# EXERCISE DETAILS:
Reproduce the entries word for word, beginning at the line that contains "Mark the asphalt race" and stopping after the line that contains "pixel 571 518". Leave the pictures out of your copy.

[Pointing entries]
□ □ □ □ □ □ □

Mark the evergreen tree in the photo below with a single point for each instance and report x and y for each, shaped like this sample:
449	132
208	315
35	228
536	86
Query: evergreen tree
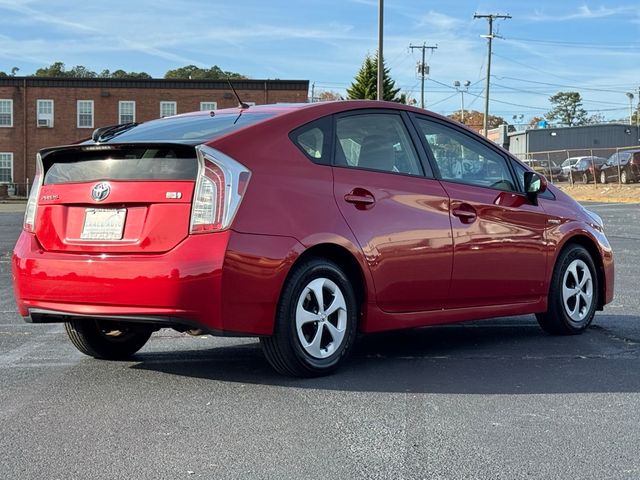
365	84
567	109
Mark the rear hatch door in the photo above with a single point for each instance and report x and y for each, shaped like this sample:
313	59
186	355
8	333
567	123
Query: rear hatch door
122	198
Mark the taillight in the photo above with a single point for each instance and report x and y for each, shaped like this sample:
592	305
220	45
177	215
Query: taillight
220	187
32	203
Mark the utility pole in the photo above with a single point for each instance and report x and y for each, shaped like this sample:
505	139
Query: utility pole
380	86
630	97
489	37
459	88
423	69
638	115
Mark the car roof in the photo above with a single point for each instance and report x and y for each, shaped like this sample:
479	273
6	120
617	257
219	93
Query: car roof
322	108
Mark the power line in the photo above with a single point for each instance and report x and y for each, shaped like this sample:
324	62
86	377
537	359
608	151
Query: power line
561	85
562	43
490	18
423	69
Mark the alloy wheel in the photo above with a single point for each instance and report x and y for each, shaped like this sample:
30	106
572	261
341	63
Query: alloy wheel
321	318
577	291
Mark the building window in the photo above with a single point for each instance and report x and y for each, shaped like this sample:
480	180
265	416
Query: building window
208	106
167	109
85	113
126	111
45	113
6	167
6	113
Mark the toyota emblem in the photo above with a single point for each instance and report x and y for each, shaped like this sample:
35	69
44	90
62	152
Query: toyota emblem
100	191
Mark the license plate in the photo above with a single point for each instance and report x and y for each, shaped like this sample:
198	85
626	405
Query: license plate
103	224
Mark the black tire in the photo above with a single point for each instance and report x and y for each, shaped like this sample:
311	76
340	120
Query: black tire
284	349
557	320
106	340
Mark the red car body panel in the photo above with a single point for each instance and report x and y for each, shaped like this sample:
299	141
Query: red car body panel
506	228
406	232
420	263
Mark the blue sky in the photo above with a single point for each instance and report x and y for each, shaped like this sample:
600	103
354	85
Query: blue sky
548	46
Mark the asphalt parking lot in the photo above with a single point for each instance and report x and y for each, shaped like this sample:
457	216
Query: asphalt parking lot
497	399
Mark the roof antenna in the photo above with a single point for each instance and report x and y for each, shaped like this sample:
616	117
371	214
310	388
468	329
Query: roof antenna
241	104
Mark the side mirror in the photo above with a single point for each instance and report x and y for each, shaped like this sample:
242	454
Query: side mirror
534	185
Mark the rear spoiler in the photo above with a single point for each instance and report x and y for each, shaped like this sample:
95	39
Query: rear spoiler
88	146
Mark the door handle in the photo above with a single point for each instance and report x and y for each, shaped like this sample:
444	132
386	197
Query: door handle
465	212
360	197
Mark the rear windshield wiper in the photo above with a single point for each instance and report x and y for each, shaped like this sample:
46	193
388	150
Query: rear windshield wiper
103	134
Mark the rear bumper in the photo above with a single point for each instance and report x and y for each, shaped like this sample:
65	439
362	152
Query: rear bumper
225	283
182	286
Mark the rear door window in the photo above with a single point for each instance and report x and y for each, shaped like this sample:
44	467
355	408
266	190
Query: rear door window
376	141
314	140
460	158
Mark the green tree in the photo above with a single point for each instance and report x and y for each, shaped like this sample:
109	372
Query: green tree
122	74
196	73
567	109
475	120
365	84
56	69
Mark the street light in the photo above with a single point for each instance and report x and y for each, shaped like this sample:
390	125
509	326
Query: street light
462	91
630	97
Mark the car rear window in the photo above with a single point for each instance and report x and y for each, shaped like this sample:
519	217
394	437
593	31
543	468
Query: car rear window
148	163
192	129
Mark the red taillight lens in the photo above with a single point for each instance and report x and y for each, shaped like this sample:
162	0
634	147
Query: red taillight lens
220	187
32	204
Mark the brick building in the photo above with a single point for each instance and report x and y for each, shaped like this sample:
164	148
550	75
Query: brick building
40	112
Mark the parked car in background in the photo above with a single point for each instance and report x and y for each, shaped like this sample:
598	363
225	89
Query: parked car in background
587	169
302	225
546	167
622	166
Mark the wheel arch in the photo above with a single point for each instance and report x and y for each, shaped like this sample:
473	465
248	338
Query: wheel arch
590	246
345	259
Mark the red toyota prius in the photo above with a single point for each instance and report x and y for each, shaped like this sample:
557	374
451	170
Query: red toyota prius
303	225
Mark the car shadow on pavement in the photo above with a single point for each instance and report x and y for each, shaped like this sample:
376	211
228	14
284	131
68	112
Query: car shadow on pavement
506	356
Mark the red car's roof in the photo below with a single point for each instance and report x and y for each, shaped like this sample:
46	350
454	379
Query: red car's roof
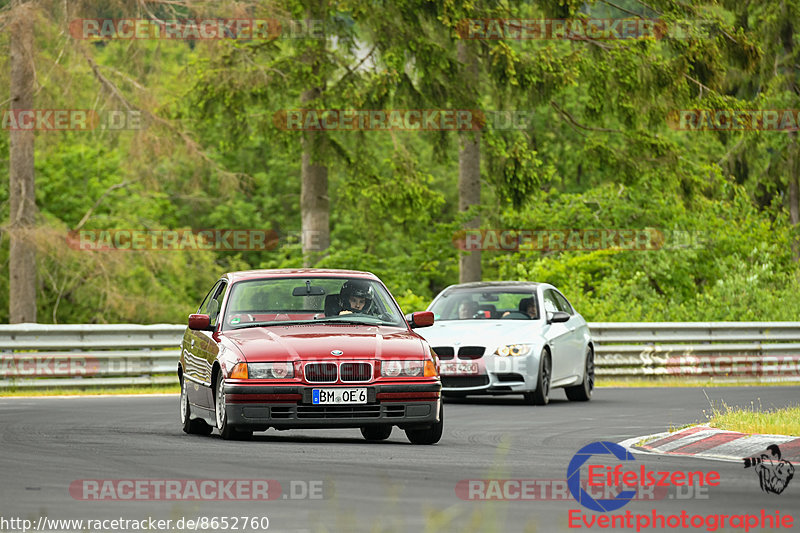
297	273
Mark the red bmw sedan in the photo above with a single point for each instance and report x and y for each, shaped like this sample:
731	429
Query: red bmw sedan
307	348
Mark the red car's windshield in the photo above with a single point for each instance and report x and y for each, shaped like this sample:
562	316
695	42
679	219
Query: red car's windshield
278	301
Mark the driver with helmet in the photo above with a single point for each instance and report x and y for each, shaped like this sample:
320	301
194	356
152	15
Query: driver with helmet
355	297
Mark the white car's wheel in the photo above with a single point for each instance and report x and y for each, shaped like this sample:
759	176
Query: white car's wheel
583	392
541	396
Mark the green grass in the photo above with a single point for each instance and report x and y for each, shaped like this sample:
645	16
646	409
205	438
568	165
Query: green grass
754	419
92	391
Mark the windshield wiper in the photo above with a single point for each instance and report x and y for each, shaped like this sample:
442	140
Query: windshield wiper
269	323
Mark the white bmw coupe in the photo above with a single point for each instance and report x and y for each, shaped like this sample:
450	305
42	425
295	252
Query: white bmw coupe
510	337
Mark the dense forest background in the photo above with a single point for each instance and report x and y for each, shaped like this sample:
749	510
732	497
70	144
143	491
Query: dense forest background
596	151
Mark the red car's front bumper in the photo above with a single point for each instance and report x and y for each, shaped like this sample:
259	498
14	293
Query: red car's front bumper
258	407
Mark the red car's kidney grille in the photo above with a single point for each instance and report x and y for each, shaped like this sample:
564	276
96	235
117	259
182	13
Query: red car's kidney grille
355	371
444	352
321	372
471	352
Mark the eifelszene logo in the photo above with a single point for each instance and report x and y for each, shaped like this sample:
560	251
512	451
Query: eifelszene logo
774	473
630	480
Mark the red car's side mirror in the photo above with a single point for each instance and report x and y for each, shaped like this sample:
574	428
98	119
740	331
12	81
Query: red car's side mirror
421	319
199	322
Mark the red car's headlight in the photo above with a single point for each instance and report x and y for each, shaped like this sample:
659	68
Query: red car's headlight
276	370
407	368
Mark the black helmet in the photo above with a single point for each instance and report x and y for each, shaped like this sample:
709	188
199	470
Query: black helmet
359	288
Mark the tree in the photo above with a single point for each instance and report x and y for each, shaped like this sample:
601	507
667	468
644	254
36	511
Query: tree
22	199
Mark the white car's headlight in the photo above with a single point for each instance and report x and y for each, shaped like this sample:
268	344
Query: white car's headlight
270	370
510	350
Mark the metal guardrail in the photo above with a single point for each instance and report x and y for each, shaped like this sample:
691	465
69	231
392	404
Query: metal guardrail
77	355
41	355
719	351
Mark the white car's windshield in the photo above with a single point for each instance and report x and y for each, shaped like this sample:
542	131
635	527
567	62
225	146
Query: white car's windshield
486	303
278	301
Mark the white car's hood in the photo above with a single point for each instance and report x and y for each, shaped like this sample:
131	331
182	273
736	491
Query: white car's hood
480	332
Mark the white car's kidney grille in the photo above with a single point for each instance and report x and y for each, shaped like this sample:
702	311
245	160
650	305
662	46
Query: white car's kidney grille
457	382
321	372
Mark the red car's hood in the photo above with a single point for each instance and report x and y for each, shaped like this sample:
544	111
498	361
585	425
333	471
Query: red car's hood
317	341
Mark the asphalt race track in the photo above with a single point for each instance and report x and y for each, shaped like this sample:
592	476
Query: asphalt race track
333	480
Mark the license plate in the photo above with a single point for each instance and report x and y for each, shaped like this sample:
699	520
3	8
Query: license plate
338	396
458	368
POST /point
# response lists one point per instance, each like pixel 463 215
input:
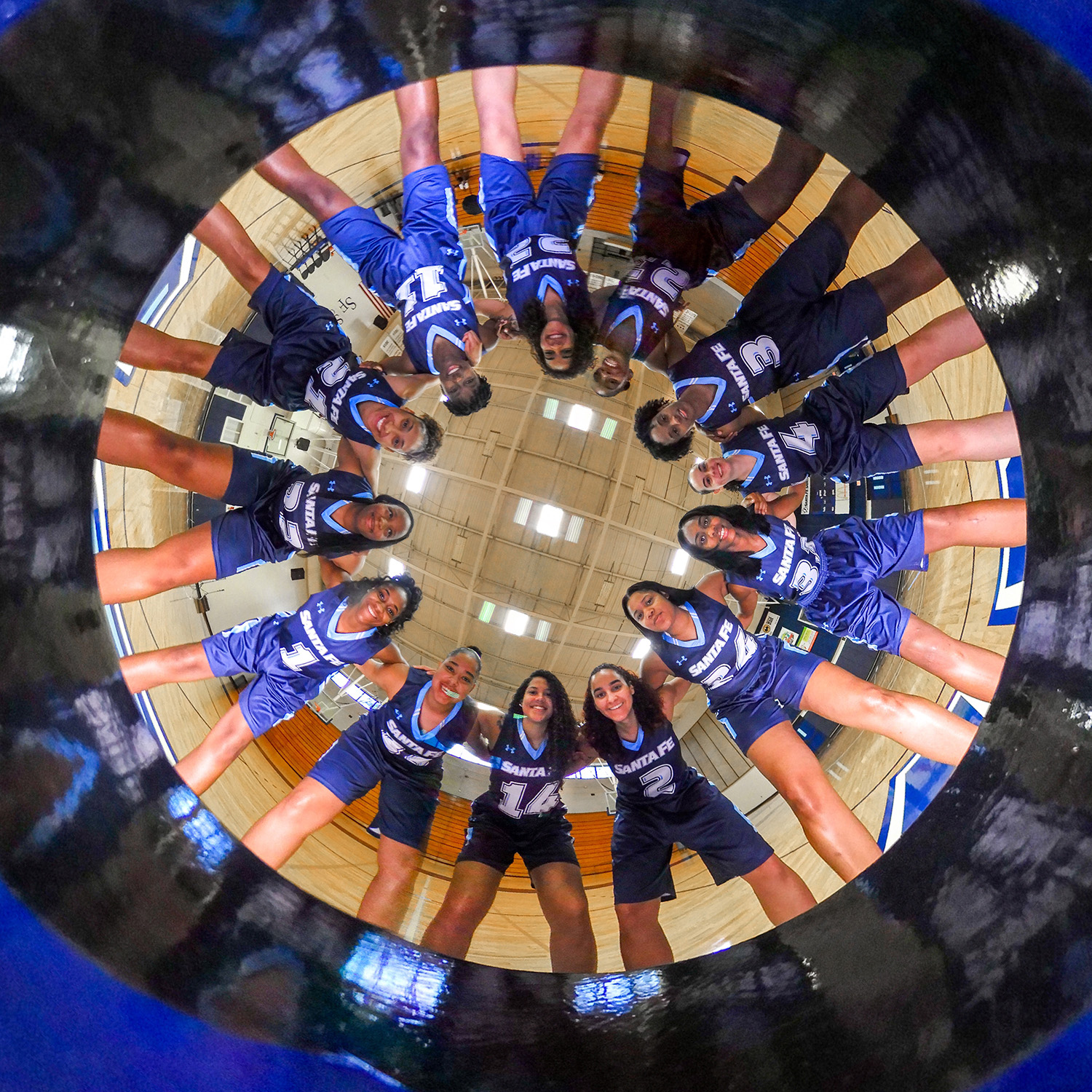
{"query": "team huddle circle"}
pixel 571 518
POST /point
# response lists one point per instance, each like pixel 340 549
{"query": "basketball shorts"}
pixel 251 648
pixel 305 336
pixel 814 329
pixel 747 718
pixel 858 554
pixel 430 234
pixel 240 542
pixel 644 836
pixel 495 839
pixel 408 799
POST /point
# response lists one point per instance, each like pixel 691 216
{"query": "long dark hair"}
pixel 561 727
pixel 578 307
pixel 742 519
pixel 404 581
pixel 601 732
pixel 674 596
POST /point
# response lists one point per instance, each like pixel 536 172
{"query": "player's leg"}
pixel 419 106
pixel 387 899
pixel 565 906
pixel 470 895
pixel 914 723
pixel 495 100
pixel 154 351
pixel 229 738
pixel 227 240
pixel 775 187
pixel 285 827
pixel 836 834
pixel 288 172
pixel 129 574
pixel 640 935
pixel 978 439
pixel 596 98
pixel 780 891
pixel 128 440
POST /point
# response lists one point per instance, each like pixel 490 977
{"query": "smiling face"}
pixel 612 694
pixel 651 611
pixel 454 678
pixel 537 705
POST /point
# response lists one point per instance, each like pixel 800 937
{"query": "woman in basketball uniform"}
pixel 282 510
pixel 662 801
pixel 748 679
pixel 531 748
pixel 399 746
pixel 834 577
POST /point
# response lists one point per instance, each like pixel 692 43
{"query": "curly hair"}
pixel 578 308
pixel 478 399
pixel 742 519
pixel 600 731
pixel 403 581
pixel 432 436
pixel 561 732
pixel 642 427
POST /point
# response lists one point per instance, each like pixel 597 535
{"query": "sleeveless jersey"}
pixel 649 295
pixel 309 641
pixel 336 390
pixel 520 784
pixel 301 513
pixel 729 662
pixel 435 304
pixel 397 725
pixel 535 264
pixel 652 771
pixel 793 568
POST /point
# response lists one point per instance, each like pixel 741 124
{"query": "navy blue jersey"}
pixel 729 662
pixel 537 264
pixel 793 568
pixel 301 513
pixel 308 642
pixel 521 783
pixel 652 771
pixel 397 724
pixel 336 391
pixel 648 295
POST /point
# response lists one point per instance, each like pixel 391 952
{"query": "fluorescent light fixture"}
pixel 515 622
pixel 581 417
pixel 550 521
pixel 416 478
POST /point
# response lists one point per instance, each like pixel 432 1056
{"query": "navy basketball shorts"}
pixel 495 839
pixel 305 336
pixel 408 799
pixel 860 553
pixel 844 402
pixel 644 836
pixel 251 648
pixel 812 327
pixel 238 539
pixel 746 718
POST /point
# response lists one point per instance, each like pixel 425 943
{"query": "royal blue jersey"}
pixel 308 644
pixel 793 568
pixel 648 296
pixel 397 723
pixel 301 511
pixel 521 783
pixel 340 388
pixel 652 771
pixel 729 662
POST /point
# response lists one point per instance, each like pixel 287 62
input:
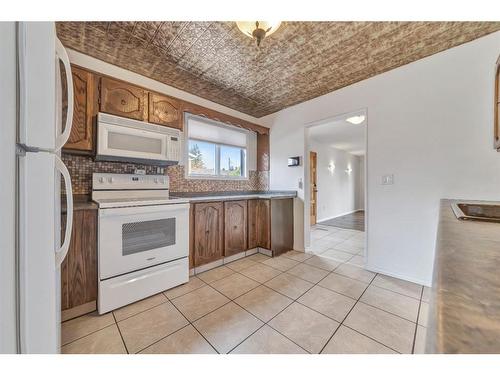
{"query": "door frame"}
pixel 313 191
pixel 307 185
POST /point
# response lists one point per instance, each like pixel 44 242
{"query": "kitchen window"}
pixel 216 150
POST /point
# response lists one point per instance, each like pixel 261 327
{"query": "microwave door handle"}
pixel 62 55
pixel 63 250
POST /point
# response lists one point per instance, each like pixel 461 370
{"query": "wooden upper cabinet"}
pixel 164 110
pixel 259 223
pixel 235 227
pixel 262 152
pixel 208 232
pixel 123 99
pixel 84 111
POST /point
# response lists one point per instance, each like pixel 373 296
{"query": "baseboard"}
pixel 333 217
pixel 396 275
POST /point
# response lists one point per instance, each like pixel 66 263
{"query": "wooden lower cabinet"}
pixel 235 227
pixel 79 268
pixel 223 229
pixel 207 232
pixel 281 225
pixel 259 228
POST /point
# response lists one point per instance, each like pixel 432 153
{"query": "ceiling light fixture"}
pixel 356 120
pixel 258 30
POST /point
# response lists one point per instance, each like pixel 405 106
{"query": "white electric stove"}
pixel 143 238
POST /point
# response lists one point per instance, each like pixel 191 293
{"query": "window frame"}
pixel 218 145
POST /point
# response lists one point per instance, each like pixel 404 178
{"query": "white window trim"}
pixel 188 176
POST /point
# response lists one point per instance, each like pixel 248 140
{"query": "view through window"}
pixel 216 160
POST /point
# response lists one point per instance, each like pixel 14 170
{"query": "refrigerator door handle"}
pixel 63 250
pixel 62 55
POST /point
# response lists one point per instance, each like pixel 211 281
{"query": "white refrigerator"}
pixel 33 61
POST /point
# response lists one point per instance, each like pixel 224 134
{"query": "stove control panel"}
pixel 116 181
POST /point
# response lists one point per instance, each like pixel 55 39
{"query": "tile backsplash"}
pixel 81 168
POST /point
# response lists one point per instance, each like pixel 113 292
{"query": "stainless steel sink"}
pixel 477 211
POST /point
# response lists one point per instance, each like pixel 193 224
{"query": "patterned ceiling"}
pixel 300 61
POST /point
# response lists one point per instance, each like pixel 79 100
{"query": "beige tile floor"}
pixel 295 303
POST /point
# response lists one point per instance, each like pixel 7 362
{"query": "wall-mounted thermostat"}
pixel 294 161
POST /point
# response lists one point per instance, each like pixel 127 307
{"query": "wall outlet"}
pixel 388 179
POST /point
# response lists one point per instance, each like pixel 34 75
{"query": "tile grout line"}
pixel 293 300
pixel 343 320
pixel 120 332
pixel 263 284
pixel 86 335
pixel 191 323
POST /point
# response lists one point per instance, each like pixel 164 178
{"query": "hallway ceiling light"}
pixel 356 120
pixel 258 30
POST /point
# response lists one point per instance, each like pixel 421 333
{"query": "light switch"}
pixel 388 179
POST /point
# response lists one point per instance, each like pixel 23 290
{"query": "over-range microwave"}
pixel 122 139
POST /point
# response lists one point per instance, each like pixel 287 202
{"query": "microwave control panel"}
pixel 174 148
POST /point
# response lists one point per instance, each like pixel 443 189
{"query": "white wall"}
pixel 338 191
pixel 8 187
pixel 430 123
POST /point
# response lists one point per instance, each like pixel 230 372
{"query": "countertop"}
pixel 465 299
pixel 80 202
pixel 234 195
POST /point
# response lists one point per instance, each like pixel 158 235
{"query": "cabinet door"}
pixel 235 227
pixel 208 232
pixel 84 111
pixel 259 228
pixel 123 99
pixel 281 225
pixel 262 152
pixel 164 110
pixel 79 269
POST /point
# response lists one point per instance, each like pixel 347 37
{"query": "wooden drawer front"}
pixel 84 110
pixel 208 232
pixel 164 111
pixel 79 269
pixel 259 228
pixel 235 227
pixel 122 99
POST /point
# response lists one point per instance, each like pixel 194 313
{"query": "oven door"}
pixel 133 238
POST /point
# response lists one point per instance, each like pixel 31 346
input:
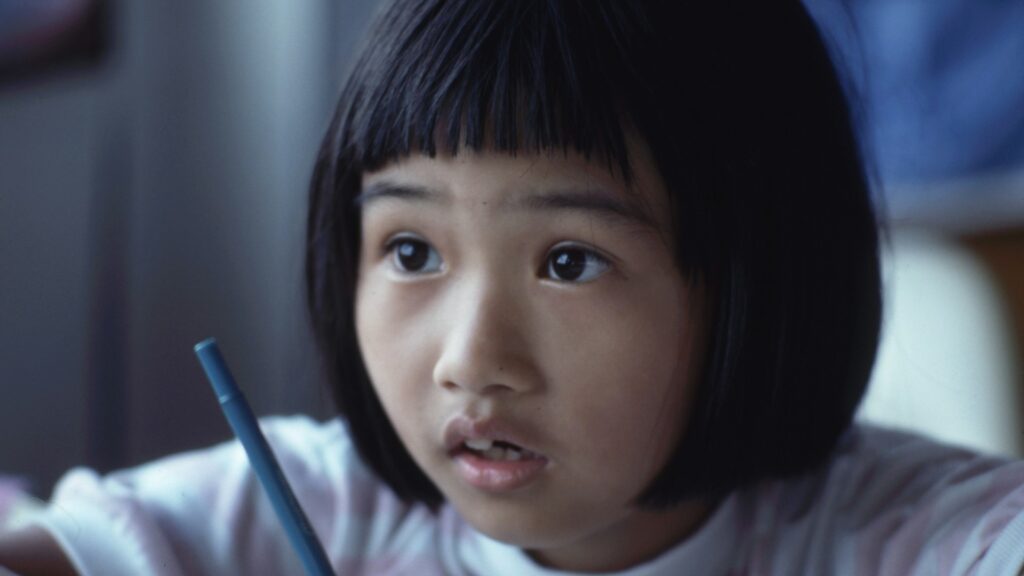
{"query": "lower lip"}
pixel 498 476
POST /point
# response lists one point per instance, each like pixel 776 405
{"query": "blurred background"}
pixel 154 161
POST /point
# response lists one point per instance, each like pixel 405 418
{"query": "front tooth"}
pixel 479 444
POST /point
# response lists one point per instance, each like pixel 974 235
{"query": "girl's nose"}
pixel 484 344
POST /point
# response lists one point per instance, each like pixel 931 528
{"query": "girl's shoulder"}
pixel 891 501
pixel 204 511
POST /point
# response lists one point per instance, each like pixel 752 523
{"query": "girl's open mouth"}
pixel 496 465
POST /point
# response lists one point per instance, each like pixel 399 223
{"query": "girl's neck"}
pixel 636 539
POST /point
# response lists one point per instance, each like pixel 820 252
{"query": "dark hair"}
pixel 747 121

□ □ □ □ □ □ □

# ANSWER IN FULL:
Mark the asphalt race track in the photo above with a single point for each instance and report x and y for each, shaped like this sample:
592	476
Query: asphalt race track
333	480
Mark the license plate in the photo above with a single point for each instance and report x and y for each, shaped like this sample:
699	520
3	8
Query: license plate
338	396
458	368
POST /point
# response lists one point per instance, each like pixel 463 215
input:
{"query": "team huddle circle"}
pixel 571 518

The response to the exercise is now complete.